The Court found that the estate trustees had engaged in “hard-fought litigation.” Far from merely placing the evidence before the court in a disinterested way, Lesage in particular had conducted proceedings in “a very adversarial manner,” such as by hiring private investigators to probe the plaintiff’s activities. Lesage had incurred very substantial costs, in excess of $640,000. Having taken such an approach, Lesage “should not be surprised to be treated like an ordinary litigant who loses.” Although Lesage received the bulk of the Court’s criticism, Dooley, who sought reimbursement of approximately $105,000 in costs, could not distinguish himself from Lesage. The two estate trustees had jointly applied for a certificate of appointment. He had never renounced his appointment. He, too, had propounded the last Will.
# # #
Goal of the exercise: According to the passage on the estate trustees, how much in costs did Lesage incur?

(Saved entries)
# # #
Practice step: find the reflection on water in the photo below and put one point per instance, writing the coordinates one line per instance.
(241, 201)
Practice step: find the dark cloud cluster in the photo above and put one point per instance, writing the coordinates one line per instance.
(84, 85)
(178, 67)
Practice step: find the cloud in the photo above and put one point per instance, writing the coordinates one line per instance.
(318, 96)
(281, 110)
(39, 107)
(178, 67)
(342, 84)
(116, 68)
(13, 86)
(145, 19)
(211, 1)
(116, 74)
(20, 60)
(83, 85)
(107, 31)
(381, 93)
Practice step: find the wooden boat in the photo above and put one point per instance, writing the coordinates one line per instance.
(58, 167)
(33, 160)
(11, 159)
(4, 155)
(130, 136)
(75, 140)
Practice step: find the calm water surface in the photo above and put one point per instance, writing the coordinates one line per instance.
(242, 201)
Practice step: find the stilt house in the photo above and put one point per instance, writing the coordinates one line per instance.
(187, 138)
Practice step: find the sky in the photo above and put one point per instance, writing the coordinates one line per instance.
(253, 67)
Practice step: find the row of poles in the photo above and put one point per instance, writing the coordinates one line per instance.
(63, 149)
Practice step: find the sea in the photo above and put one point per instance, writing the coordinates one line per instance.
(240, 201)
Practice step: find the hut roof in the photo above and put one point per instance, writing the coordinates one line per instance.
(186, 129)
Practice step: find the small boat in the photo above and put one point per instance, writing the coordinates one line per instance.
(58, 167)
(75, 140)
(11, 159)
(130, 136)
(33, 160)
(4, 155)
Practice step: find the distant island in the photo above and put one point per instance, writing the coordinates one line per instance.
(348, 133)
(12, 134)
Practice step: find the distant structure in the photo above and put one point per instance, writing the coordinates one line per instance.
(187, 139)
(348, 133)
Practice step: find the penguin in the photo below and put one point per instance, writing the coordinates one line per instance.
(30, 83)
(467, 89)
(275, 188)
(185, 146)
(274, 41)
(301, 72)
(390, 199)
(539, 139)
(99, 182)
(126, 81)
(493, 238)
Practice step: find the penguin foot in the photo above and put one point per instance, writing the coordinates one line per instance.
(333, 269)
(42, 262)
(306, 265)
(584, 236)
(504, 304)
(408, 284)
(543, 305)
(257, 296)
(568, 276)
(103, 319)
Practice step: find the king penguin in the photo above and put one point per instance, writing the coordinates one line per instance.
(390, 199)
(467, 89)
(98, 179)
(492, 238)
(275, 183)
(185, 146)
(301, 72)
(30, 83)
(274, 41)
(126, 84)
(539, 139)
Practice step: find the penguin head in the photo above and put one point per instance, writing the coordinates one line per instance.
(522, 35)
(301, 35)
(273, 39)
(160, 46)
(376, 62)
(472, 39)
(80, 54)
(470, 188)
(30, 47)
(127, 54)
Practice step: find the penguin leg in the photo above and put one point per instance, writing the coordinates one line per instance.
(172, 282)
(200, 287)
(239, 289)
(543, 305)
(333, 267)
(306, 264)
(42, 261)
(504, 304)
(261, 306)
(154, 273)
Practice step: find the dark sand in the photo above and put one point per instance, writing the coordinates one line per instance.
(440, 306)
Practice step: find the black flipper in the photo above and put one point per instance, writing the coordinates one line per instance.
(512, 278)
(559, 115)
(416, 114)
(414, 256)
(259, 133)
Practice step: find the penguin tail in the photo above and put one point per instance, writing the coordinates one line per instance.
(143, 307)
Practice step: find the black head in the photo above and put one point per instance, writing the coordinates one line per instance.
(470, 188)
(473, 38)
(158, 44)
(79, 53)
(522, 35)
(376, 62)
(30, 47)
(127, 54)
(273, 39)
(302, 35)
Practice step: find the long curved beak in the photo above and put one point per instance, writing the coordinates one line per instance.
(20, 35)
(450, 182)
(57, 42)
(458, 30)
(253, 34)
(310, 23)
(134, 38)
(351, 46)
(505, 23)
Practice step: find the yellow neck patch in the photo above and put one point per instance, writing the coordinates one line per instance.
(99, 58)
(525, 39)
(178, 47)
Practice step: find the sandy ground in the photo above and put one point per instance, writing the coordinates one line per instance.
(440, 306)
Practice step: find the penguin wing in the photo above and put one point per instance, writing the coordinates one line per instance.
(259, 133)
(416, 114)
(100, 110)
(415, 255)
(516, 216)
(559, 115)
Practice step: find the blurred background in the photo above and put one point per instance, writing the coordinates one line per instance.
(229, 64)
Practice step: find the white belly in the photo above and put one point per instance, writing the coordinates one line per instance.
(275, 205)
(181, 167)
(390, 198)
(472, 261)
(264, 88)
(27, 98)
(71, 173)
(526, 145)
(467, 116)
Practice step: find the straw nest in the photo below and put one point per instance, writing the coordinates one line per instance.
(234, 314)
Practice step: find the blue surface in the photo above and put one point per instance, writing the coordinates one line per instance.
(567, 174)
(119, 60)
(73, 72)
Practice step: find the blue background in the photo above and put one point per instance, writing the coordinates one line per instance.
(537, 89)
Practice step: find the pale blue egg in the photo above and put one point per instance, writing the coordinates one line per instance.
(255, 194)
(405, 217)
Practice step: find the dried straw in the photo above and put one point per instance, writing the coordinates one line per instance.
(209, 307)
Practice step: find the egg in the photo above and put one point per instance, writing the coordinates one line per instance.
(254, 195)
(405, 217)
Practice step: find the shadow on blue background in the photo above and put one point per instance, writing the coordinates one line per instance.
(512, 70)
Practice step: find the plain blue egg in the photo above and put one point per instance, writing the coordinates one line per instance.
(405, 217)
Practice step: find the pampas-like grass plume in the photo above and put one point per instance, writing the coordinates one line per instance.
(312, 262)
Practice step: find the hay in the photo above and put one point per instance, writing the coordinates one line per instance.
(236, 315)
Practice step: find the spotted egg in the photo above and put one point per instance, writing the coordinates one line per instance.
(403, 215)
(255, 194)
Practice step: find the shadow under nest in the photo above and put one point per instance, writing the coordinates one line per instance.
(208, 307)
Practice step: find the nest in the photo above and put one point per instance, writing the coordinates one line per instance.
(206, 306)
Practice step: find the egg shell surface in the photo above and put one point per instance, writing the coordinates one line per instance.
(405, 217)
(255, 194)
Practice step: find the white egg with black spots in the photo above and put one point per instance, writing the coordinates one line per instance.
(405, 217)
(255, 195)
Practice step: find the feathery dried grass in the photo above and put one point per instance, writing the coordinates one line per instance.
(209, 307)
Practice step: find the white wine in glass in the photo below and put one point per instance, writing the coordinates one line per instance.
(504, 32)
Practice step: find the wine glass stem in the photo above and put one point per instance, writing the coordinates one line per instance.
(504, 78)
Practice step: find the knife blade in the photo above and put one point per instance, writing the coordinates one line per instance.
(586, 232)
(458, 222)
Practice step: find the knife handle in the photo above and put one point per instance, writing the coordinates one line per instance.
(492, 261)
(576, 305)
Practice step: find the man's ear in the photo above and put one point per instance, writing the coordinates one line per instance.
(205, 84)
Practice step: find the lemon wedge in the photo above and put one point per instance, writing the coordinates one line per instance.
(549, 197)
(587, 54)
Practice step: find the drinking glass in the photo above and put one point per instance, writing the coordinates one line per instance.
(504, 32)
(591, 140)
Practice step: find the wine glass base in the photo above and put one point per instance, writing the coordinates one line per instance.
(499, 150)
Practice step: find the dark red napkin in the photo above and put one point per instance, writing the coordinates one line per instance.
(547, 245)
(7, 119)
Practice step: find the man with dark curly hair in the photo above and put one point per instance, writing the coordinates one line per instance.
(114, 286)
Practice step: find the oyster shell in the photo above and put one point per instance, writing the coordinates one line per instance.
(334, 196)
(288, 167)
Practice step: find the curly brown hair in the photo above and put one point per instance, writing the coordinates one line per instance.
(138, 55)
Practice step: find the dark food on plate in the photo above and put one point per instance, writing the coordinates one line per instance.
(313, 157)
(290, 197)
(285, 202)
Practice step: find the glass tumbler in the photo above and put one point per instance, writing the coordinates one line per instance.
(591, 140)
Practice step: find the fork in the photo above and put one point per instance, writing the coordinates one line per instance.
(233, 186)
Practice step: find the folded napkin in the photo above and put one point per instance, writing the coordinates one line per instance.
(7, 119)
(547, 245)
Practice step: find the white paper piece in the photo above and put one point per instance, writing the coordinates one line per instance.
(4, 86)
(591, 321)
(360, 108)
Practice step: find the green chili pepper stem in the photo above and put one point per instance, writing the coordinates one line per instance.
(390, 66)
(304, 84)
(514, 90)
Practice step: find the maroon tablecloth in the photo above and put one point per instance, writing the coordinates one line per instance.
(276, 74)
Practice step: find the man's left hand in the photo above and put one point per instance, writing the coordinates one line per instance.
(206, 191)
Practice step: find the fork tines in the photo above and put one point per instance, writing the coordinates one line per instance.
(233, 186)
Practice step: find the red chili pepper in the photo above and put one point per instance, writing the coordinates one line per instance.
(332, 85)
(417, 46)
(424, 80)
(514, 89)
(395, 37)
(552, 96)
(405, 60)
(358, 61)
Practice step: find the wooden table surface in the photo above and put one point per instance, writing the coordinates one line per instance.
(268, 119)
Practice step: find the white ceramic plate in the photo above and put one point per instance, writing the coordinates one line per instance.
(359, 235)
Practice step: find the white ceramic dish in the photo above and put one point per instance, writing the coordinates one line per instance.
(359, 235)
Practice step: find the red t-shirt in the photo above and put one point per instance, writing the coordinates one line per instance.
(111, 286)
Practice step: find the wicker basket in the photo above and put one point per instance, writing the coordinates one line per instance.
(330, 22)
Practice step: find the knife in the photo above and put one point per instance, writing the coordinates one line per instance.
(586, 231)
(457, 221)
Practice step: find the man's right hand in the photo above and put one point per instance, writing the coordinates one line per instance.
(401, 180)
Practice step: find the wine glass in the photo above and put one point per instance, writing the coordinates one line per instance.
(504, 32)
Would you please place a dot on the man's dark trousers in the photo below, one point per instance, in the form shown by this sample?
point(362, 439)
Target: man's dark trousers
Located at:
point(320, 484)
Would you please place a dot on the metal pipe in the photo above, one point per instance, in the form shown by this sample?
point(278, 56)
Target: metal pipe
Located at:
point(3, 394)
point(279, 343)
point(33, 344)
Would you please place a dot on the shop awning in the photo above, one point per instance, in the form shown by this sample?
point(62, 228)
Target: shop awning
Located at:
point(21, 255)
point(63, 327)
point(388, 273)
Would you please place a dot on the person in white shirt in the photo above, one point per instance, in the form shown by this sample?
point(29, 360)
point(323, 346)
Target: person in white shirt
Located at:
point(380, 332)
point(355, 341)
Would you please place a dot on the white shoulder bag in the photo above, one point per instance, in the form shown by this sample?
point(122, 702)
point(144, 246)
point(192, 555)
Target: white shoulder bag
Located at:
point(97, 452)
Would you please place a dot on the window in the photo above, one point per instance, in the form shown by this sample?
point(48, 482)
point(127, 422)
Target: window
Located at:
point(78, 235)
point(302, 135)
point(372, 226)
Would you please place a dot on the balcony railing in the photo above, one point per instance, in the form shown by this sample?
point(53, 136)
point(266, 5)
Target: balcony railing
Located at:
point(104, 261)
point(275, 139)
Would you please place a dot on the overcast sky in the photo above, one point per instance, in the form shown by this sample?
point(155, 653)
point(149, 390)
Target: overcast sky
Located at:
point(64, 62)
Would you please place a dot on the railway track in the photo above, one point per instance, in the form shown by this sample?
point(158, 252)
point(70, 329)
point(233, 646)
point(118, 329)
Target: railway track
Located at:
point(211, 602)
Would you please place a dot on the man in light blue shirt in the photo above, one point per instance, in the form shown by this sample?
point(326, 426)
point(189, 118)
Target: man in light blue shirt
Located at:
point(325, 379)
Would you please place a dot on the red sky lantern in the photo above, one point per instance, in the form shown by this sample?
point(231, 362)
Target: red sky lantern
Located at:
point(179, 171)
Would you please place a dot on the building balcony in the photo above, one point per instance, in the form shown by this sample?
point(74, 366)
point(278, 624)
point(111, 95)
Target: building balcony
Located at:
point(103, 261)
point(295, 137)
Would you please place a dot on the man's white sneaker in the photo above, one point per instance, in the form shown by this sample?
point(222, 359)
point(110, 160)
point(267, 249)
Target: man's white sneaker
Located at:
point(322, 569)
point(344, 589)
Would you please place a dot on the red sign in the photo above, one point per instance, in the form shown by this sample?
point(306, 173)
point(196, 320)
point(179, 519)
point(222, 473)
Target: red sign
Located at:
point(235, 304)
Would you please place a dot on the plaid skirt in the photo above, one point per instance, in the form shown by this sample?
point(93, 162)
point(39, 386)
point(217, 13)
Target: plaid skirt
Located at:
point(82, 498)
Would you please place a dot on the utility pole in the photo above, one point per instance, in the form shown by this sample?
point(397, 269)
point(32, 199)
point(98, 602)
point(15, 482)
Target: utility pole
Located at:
# # #
Your response: More than $640,000.